**What the exercise asks**
How many lines in the items below contain the word "utility"? Reply with the number alone.

**Material for this task**
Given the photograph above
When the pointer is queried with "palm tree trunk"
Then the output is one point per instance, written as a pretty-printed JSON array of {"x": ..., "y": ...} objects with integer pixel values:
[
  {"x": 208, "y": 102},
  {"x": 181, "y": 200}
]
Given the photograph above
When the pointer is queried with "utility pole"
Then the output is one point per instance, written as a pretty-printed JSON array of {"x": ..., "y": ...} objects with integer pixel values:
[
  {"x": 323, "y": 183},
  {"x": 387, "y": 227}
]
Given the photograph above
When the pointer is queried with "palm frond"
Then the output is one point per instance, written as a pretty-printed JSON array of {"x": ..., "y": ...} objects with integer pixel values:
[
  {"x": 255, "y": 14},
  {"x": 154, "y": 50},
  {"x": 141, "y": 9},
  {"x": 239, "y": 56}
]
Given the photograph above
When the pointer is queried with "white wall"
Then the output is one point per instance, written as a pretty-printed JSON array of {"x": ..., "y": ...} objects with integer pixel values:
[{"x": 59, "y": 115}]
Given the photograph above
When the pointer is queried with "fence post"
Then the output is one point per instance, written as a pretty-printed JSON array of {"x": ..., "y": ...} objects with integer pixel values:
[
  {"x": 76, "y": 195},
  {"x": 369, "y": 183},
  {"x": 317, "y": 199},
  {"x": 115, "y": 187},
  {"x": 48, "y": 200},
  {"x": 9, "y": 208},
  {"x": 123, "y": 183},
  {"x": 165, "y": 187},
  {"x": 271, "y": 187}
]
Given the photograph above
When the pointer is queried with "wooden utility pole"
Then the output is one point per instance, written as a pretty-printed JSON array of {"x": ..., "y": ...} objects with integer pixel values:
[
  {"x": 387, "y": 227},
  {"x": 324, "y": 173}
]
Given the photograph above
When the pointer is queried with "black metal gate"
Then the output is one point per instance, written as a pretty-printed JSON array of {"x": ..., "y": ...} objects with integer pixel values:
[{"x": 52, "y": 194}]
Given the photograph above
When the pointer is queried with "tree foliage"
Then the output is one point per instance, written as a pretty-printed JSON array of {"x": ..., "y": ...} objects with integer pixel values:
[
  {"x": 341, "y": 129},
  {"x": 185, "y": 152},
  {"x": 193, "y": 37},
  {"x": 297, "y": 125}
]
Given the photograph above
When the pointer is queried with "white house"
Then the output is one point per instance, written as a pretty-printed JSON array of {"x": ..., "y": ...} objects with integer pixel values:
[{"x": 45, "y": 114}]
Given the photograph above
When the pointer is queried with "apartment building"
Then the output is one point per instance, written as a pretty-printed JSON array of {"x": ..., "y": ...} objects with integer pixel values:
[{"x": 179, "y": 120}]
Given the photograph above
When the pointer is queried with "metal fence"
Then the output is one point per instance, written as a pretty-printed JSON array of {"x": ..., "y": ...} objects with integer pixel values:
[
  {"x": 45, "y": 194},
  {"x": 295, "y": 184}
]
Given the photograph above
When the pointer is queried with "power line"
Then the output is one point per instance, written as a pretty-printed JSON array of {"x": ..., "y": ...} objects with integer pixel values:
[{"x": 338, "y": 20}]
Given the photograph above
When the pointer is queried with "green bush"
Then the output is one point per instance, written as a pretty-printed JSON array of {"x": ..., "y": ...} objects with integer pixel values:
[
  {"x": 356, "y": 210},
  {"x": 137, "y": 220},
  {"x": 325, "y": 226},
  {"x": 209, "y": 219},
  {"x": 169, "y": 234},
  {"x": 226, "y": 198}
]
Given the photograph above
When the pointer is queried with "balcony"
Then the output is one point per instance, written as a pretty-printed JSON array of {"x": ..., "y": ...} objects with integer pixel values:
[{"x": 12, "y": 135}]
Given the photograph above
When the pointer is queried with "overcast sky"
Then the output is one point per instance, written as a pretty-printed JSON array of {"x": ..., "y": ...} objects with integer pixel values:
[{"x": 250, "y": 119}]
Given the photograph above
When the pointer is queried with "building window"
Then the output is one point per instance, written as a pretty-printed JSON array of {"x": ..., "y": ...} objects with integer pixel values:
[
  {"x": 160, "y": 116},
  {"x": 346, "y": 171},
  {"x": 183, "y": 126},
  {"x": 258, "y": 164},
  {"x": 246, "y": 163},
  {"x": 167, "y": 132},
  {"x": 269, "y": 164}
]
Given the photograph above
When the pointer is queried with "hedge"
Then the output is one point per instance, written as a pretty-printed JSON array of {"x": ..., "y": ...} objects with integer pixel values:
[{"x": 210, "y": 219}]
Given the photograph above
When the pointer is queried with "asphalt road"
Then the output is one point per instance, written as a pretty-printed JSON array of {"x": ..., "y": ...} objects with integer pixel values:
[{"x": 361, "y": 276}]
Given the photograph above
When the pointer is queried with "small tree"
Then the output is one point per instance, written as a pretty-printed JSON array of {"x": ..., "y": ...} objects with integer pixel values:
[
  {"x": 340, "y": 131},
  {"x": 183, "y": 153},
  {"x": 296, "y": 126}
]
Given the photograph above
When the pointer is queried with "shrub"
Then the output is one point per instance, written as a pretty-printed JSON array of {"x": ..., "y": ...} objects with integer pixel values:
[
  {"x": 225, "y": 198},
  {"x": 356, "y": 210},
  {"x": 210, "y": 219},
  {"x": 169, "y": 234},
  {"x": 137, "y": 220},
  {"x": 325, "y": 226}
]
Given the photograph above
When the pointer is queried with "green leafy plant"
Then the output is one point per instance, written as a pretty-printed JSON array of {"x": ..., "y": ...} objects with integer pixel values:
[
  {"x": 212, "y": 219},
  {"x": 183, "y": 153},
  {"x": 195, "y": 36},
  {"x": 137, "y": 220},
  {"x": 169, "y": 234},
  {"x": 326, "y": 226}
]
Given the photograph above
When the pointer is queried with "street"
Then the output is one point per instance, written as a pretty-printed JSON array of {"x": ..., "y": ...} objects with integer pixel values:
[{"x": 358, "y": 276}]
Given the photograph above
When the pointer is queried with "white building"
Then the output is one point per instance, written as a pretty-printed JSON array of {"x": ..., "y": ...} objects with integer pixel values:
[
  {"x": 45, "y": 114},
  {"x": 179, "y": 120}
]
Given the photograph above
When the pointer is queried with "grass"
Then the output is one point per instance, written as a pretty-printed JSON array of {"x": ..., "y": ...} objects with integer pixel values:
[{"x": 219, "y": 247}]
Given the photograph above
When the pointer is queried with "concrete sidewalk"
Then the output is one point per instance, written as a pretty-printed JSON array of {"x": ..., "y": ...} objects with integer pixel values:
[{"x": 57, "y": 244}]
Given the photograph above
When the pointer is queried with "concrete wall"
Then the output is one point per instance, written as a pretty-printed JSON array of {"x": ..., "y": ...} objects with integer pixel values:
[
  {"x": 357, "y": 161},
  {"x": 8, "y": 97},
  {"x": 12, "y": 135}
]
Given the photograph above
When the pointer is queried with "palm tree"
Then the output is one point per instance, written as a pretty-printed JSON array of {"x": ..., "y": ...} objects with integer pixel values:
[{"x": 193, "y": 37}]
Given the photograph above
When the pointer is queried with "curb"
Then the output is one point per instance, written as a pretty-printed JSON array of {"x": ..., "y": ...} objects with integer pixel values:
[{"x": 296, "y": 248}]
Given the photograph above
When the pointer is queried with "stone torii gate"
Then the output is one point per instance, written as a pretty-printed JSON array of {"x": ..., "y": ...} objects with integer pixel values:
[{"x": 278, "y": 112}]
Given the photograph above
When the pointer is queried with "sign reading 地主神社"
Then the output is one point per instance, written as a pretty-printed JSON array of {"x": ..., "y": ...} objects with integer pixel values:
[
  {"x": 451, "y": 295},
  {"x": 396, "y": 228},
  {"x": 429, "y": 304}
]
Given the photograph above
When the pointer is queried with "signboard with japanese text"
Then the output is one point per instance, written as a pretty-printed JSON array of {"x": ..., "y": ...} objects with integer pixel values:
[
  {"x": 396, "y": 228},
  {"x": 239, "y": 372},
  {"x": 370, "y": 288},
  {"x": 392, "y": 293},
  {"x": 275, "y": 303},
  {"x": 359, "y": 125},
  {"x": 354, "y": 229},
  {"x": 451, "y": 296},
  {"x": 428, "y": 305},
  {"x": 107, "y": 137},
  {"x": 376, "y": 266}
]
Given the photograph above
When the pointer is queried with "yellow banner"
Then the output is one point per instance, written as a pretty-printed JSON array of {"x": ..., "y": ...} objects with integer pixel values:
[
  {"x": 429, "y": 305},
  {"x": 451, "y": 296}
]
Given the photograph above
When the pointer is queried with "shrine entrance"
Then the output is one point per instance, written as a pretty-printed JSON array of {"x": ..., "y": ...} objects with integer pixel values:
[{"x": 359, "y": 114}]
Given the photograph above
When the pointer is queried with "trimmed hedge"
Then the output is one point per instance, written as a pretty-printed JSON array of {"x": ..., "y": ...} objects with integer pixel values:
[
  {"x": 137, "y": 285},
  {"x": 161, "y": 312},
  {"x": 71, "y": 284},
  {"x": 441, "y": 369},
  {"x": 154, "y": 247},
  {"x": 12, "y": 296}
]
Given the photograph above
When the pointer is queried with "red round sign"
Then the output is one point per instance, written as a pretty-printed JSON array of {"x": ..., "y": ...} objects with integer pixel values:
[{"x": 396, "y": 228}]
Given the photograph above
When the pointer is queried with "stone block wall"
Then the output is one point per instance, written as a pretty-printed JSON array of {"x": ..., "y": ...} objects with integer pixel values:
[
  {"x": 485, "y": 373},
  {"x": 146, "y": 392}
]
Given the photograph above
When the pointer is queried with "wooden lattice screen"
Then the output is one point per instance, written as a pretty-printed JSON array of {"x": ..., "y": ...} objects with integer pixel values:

**Worked answer**
2